**REQUIREMENTS:**
Rewrite everything from the start of the listing down to the line containing "[326,215,493,333]", swapping "light switch plate" for "wall switch plate" and leaving all else unchanged.

**INPUT FOR THIS TASK:**
# # # #

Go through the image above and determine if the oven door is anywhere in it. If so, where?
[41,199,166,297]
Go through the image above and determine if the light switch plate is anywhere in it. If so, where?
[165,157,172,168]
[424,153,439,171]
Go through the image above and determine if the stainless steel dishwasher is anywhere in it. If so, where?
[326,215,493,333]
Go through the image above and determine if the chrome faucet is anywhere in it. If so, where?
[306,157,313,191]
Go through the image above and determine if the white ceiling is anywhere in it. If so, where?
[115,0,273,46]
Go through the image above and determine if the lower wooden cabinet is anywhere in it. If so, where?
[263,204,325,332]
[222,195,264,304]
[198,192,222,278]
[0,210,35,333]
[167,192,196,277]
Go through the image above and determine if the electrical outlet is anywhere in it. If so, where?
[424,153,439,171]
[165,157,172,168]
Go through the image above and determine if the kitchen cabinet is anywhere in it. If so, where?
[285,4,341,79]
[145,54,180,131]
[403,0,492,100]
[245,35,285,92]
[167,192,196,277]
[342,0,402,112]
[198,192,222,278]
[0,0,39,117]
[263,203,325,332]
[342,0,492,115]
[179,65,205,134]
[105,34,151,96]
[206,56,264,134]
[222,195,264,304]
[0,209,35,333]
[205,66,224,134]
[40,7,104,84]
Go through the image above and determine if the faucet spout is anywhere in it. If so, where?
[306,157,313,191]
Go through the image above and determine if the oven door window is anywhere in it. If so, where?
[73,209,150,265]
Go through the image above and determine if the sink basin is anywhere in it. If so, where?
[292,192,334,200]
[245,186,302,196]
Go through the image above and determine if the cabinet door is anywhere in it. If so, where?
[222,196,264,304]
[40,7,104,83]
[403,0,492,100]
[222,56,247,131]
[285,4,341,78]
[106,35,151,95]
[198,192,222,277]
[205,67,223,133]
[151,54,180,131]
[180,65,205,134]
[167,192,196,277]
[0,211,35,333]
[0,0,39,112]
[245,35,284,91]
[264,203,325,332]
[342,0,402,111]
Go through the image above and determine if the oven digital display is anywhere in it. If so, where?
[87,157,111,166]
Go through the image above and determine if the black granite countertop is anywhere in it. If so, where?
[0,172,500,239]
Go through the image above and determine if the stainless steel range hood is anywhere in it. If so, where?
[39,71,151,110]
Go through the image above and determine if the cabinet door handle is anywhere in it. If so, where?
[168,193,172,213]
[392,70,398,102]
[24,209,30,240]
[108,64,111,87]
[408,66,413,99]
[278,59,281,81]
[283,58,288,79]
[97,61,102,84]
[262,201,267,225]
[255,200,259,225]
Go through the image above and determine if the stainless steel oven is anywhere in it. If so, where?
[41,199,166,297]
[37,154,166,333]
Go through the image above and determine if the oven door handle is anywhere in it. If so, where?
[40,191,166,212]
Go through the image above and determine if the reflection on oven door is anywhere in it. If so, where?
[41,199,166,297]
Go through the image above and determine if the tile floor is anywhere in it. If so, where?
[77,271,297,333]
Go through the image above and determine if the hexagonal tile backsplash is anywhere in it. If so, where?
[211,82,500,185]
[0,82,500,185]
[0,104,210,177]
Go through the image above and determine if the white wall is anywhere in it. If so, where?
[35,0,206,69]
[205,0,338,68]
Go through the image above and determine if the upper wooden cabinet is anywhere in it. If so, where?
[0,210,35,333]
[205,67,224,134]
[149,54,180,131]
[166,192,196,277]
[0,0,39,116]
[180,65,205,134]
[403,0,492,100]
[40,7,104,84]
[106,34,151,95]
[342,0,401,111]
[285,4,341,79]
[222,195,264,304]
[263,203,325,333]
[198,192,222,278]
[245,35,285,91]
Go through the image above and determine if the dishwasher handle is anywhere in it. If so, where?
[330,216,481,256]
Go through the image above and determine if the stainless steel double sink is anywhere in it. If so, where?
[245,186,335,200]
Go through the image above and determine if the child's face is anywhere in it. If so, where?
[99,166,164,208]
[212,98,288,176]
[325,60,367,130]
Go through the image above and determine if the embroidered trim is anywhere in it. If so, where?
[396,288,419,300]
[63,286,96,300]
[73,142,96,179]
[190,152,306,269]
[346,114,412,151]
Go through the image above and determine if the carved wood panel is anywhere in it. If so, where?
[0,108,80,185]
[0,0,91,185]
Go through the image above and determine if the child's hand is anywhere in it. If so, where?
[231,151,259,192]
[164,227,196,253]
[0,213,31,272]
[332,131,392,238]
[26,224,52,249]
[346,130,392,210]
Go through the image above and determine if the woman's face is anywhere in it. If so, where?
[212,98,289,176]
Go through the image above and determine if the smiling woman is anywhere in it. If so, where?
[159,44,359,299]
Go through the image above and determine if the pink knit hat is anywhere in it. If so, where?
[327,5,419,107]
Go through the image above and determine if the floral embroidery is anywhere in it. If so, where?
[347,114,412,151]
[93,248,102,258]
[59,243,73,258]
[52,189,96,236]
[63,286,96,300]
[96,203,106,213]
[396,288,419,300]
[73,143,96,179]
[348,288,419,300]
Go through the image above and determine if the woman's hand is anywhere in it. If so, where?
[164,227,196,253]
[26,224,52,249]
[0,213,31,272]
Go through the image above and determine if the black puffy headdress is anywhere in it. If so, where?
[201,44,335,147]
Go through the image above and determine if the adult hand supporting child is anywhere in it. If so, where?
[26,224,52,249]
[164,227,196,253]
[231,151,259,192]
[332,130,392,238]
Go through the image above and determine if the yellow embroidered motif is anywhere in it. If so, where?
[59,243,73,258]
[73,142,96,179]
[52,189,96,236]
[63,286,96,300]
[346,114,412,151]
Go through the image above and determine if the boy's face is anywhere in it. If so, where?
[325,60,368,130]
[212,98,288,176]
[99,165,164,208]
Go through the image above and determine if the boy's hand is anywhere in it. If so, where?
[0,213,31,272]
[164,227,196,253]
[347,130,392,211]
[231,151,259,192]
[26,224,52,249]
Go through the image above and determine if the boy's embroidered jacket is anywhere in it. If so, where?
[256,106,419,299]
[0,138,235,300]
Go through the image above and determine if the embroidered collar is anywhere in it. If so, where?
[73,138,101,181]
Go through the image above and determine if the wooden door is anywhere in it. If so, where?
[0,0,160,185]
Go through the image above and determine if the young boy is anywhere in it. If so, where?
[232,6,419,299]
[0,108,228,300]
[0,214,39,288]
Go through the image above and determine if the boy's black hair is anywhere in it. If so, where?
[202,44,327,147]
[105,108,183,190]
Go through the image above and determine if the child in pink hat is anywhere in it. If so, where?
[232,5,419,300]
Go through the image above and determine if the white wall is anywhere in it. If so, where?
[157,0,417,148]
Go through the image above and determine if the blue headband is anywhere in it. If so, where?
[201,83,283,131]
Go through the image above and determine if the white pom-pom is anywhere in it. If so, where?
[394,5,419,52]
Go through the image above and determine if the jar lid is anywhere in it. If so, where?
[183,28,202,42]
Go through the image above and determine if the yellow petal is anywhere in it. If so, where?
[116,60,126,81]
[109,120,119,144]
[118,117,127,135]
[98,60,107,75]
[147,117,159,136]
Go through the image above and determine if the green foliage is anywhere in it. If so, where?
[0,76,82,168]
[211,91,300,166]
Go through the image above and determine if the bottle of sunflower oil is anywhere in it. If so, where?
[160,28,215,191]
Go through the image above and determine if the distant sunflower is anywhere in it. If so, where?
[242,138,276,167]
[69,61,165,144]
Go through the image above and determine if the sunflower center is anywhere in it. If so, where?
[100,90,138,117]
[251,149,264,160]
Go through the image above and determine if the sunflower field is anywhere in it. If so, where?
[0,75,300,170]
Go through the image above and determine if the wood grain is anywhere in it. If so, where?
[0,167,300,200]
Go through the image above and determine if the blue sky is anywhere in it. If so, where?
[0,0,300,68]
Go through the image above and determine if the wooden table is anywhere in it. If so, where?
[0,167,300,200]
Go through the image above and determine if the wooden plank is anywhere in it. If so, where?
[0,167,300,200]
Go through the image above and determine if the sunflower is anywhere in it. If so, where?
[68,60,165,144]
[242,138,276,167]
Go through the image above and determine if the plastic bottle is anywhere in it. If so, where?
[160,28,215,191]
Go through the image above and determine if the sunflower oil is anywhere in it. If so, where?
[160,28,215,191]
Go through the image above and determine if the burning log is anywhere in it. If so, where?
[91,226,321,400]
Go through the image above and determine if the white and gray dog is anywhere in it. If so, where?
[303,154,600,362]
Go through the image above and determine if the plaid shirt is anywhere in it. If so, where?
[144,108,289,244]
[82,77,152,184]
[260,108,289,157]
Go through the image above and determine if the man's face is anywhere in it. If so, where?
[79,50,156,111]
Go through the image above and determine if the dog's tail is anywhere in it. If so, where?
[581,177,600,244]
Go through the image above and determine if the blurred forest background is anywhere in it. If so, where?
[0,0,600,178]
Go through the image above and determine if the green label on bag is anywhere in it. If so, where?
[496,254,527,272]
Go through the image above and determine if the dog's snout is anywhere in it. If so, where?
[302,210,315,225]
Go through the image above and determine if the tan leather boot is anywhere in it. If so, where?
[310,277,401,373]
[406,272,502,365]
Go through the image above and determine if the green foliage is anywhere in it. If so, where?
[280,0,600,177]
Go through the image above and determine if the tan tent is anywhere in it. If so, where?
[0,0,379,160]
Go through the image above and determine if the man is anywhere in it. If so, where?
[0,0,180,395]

# # # #

**REPLY TO THE EXERCISE:**
Go through the image above and determine if the oven door is anywhere in it. If so, where?
[41,199,166,297]
Go through the image above and determine if the wall switch plate is anywhere in it. If so, where?
[165,157,172,168]
[424,153,439,171]
Go through the image above and determine if the stainless steel dishwasher is anywhere in it. If so, where?
[326,215,493,333]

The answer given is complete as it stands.